## KETENTUAN TUGAS
(A) Ketik ulang bagian dari kutipan tentang negeri penuh kesepakatan, mulai dari "Sabtu, 21 November" dan terus sampai "kesepakatan dan kepentingan.", tanpa mengubah apa pun.
(B) Menurut kutipan tentang negeri penuh kesepakatan, pada tanggal berapa Obligasi Negara Nomor Seri SRBI-01/ MK/ 2003 diterbitkan?

## KUTIPAN YANG DIBERIKAN
Sabtu, 21 November 2009

Negeri Penuh Kesepakatan

Negeri Penuh Kesepakatan

Setelah memperhatikan permasalahan  KPK dengan POLRI, permasalahan Antasari dan permasalahan gaya kepemimpinan SBY, semakin menyadari kita bahwa negeri ini adalah negeri penuh kesepakatan, kesepakatan dalam kepentingan. Masih jauh jika mengharapkan tegaknya keadilan atau kebenaran. Klo beberapa pendapat mengatakan telah tegak hukum di negeri ini itu artinya sekedar sesuai aturan hukum, benar atau salah , itu tergantung kesepakatan dan kepentingan.

Perhatikanlah profesi pengacara, kadang dia berada di sisi orang yang “salah”, kadang dia berada di sisi orang yang “benar”. Yang terpenting “sesuai” aturan hukum, professional dan sesuai kesepakatan berdasarkan kepentingan masing-masing pihak. Kebenaran, keadilan, tanggung jawab kepada Tuhan itu masalah nanti.

Kasus BLBI, aspek hukum yang belum optimal, tindak lanjut dari hasil temuan BPK terhadap sejumlah kasus yang menjadi temuan dari audit BPK terhadap BLBI.  Menurut Ketua BPK, dari sekitar 50 pejabat Bank Indonesia dan 300 orang komisaris dan direksi bank yang telah dilaporkan ke Kejaksaan Agung karena tersangkut kasus BLBI, baru tiga orang pejabat BI dan 24 orang komisaris dan direksi bank yang kasusnya sampai ke pengadilan. Sisi aspek ekonomi telah terjadi kesapakatan. Pemerintah menerbitkan surat utang baru sebagai pengganti surat utang Nomor SU-001/ MK/ 1998 dan SU-003/ MK/ 1999.  Nama surat utang baru tersebut adalah Obligasi Negara Nomor Seri SRBI-01/ MK/ 2003 diterbitkan pada 7 Agustus 2003 dan mulai berlaku tanggal 1 Agustus 2003, tanpa indeksasi, berjangka waktu 30 tahun dan dapat diperpanjang.

Sumber: http://www.sinarharapan.co.id/ekonomi/Keuangan/2003/0811/keu1.html

Rakyat yang tidak tahu asal muasal kasus BLBI harus menuai getahnya menanggung beban pembayaran melalui APBN, sementara orang-orang yang diduga melakukan penyimpangan masih bebas berkeliaran. Presiden yang pada masa kampanye dikenal kemajuan dalam pemberantasan korupsi, pemimpin yang katanya selalu memperhatikan kebijakan sesuai dengan aturan hukum tampaknya telah bersepakat dalam hal aspek hukum kasus BLBI. Walaupun rakyat sampai saat ini tidak pernah tahu apa “isi” kesepakatan itu. Sebagian pihak menganjurkan dengan polosnya, ”lupakanlah masa lalu, mari kita berpikir untuk pembangunan dan kemajuan masa kini, klo gitu kita ndak akan maju-maju".

## CATATAN YANG DITAMPILKAN
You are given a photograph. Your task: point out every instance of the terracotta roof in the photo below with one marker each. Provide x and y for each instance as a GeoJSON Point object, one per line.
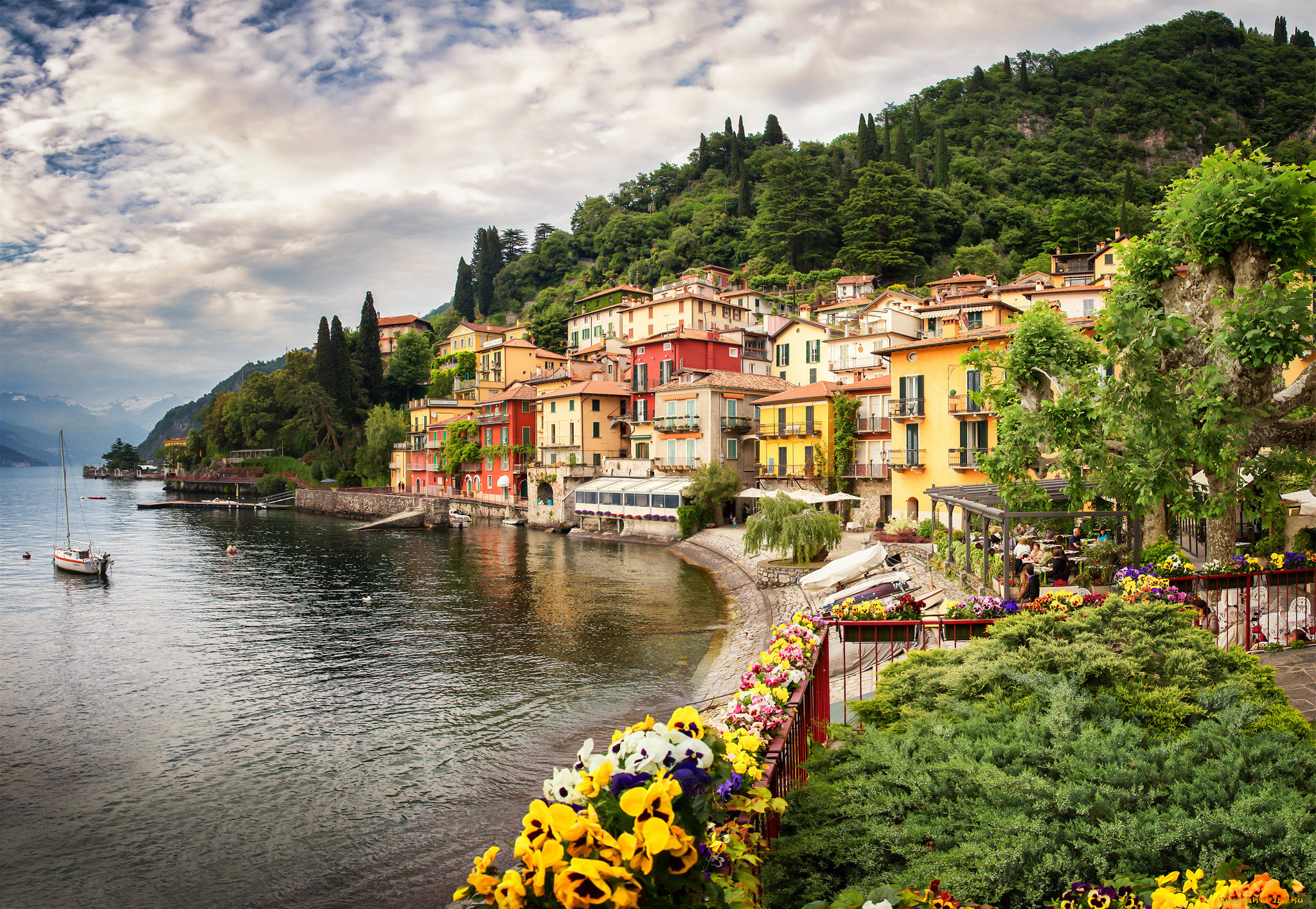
{"type": "Point", "coordinates": [400, 320]}
{"type": "Point", "coordinates": [960, 279]}
{"type": "Point", "coordinates": [812, 393]}
{"type": "Point", "coordinates": [612, 290]}
{"type": "Point", "coordinates": [517, 391]}
{"type": "Point", "coordinates": [590, 387]}
{"type": "Point", "coordinates": [727, 379]}
{"type": "Point", "coordinates": [876, 384]}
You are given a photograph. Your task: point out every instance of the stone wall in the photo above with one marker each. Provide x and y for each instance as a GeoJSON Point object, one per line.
{"type": "Point", "coordinates": [370, 507]}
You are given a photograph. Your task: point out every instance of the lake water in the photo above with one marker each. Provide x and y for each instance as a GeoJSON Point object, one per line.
{"type": "Point", "coordinates": [207, 730]}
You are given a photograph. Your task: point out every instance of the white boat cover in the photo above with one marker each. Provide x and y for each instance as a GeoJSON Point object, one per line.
{"type": "Point", "coordinates": [871, 581]}
{"type": "Point", "coordinates": [856, 565]}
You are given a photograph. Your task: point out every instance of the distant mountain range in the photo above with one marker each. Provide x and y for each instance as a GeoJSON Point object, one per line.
{"type": "Point", "coordinates": [31, 424]}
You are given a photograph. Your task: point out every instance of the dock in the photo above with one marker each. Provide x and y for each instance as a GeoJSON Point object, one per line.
{"type": "Point", "coordinates": [209, 503]}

## JAWABAN LATIHAN
(A)
Sabtu, 21 November 2009

Negeri Penuh Kesepakatan

Negeri Penuh Kesepakatan

Setelah memperhatikan permasalahan  KPK dengan POLRI, permasalahan Antasari dan permasalahan gaya kepemimpinan SBY, semakin menyadari kita bahwa negeri ini adalah negeri penuh kesepakatan, kesepakatan dalam kepentingan. Masih jauh jika mengharapkan tegaknya keadilan atau kebenaran. Klo beberapa pendapat mengatakan telah tegak hukum di negeri ini itu artinya sekedar sesuai aturan hukum, benar atau salah , itu tergantung kesepakatan dan kepentingan.

(B) 7 Agustus 2003.